GIVEN REQUEST:
Below are records to transcribe exactly, without their pictures.
==== SOURCE MATERIAL ====
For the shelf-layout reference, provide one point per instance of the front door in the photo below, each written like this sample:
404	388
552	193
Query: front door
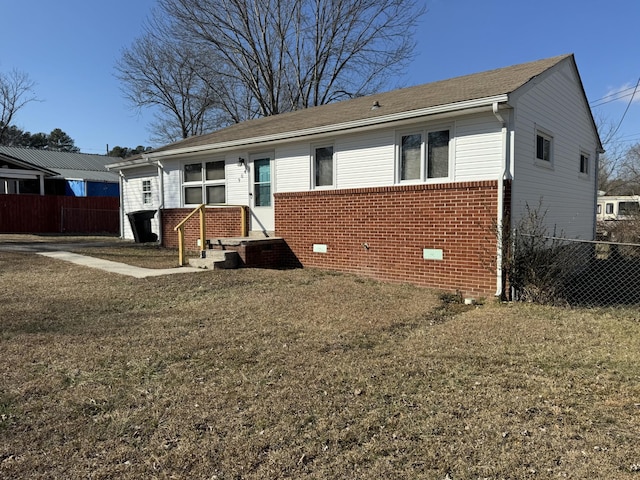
261	194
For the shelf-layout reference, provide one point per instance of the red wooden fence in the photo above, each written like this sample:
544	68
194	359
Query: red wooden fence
58	214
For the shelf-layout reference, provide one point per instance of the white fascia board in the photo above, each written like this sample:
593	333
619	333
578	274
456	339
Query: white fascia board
139	162
338	127
17	174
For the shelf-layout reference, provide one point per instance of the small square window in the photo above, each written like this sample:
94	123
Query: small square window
193	195
215	194
193	172
215	170
410	156
146	192
543	147
204	182
438	154
323	165
584	164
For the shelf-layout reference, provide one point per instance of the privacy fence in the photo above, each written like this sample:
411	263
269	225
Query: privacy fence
59	214
575	273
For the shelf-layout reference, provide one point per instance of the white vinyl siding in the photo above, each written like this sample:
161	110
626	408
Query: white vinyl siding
237	176
134	198
479	149
365	160
556	105
293	168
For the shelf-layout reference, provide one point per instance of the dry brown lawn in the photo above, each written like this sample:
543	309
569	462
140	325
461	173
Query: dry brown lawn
259	374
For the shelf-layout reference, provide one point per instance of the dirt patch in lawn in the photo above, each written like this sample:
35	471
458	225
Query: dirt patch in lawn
253	374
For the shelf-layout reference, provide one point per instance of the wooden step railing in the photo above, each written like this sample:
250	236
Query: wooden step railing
203	229
180	229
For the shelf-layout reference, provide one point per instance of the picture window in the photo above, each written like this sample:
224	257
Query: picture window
423	155
204	182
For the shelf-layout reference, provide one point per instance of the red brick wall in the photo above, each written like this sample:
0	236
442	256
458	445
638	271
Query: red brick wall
397	223
220	222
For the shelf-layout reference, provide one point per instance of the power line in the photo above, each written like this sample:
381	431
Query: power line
635	90
613	97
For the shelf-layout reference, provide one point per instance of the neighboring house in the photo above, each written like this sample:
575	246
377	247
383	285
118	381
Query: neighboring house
407	185
45	172
620	207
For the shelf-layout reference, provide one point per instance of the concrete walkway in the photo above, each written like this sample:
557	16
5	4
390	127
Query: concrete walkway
116	267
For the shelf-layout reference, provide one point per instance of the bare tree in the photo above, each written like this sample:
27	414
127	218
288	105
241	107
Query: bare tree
263	57
160	71
16	90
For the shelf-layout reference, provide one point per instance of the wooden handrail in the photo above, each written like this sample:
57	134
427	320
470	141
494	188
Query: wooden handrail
180	229
195	210
203	228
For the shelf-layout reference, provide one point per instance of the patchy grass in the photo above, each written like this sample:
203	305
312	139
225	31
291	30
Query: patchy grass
146	255
253	374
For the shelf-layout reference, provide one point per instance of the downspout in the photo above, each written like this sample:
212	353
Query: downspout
121	203
596	169
161	194
500	216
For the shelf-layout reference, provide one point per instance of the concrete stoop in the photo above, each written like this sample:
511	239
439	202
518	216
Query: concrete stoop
217	260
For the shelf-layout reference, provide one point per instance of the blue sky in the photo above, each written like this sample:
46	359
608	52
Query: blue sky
70	50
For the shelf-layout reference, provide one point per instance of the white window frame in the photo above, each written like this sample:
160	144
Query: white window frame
587	159
424	149
314	165
203	183
546	136
147	193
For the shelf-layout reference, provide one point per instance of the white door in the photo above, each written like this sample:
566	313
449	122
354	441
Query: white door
261	218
====
THE ANSWER:
For the shelf-layout reference, provide one point per instance of the front door in the photo below, each written like this sample:
404	388
552	193
Query: front door
261	194
For the shelf-layout reference, provide one point per instance of the red wooden fence in the photo above, each written like this sample:
544	68
194	359
Query: red wooden fence
58	214
For the shelf-layout reference, provide one point per instance of the white fascia board in the photo above, each written like this sample:
593	333
619	333
578	274
456	339
Query: white fascia board
139	162
338	127
17	174
For the shelf-layout reference, provide one point per instance of the small square window in the photo above, each written like this sample:
94	123
Query: small square window
193	195
215	194
193	172
215	170
410	156
146	192
543	147
204	182
438	154
323	165
584	164
For the shelf-layout reference, provide one point per instance of the privacy fence in the photo above, each written like this sample:
411	263
269	225
Query: privacy fence
59	214
575	273
For the shelf-layout reference, provide one point per instance of the white vinyl siding in the photo above, each written like this sample:
161	110
626	408
Query: white vinyl siding
237	176
134	198
479	149
365	160
556	105
293	168
For the shelf-layout reference, provide one point per instance of the dry brown lawn in the photo above, each written like this sample:
543	309
569	462
140	325
461	173
Query: dry brown lawn
259	374
For the shelf-layout reference, provide one point per instance of the dirt patch in lawn in the photo above, each written like this sample:
35	471
458	225
Query: dirt patch in lawn
253	374
For the shelf-layout reference, provide one point per instance of the wooden step railing in the photo above, each written like this sample:
250	236
Query: wooden step railing
203	229
180	229
For the shelf-layout reference, provide one point per instance of the picture window in the photo above, each written like this sample:
224	257
Query: picture window
423	155
204	182
For the shelf-layout reference, provide one point per instance of the red brick wall in the photo above, each written like this sample:
0	236
442	256
458	445
638	271
Query: red brick wall
397	223
220	222
For the shelf-layout reference, provide one point per instance of the power line in the photo above, each written like this sample:
381	431
Query: power line
635	90
613	97
For the shelf-layout reference, provide one point per instance of the neighboring house in the photo above, each written like this sample:
575	246
377	247
383	285
118	381
Query: neighboring house
407	185
45	172
620	207
For the shelf-layout reference, provide one point per instance of the concrete walkway in the photo above, each written like this sample:
557	16
5	4
390	127
Query: concrete walkway
116	267
For the shelf-layout reference, provide one point per instance of the bare tree in the photo above, each written like this sample:
27	414
127	218
288	105
241	107
Query: bare tree
263	57
160	71
16	90
For the shelf-layout reference, provide one point per instance of the wooden handrail in the photo above, each written like this sample:
57	134
427	320
470	141
494	188
Query: wooden handrail
180	229
195	210
203	228
For the shelf-layout reference, provide one point per instance of the patchy grass in the photo above, each written like this sample:
203	305
312	139
225	31
291	30
Query: patchy grass
146	255
253	374
For the shelf-layout reference, provide one point per instance of the downspout in the photo above, each written like this sample:
212	353
Query: downspout
121	203
596	169
161	194
500	216
For the shelf-layout reference, provide one point per instance of the concrete stoop in the photo above, each written like this sample:
511	239
439	202
518	216
Query: concrete stoop
217	260
For the shelf-layout reference, provide one point per instance of the blue sky in the photo above, each written like this sample:
46	359
608	52
Query: blue sky
70	50
For the shelf-layout reference, provide one point per instance of the white window frame in the photo above, each written like this sample:
160	144
Query: white window frame
587	159
424	149
314	165
203	183
546	136
147	193
For the shelf-layout reference, provide one point per instance of the white door in the photo above, each written like this sample:
566	313
449	122
354	441
Query: white door
261	218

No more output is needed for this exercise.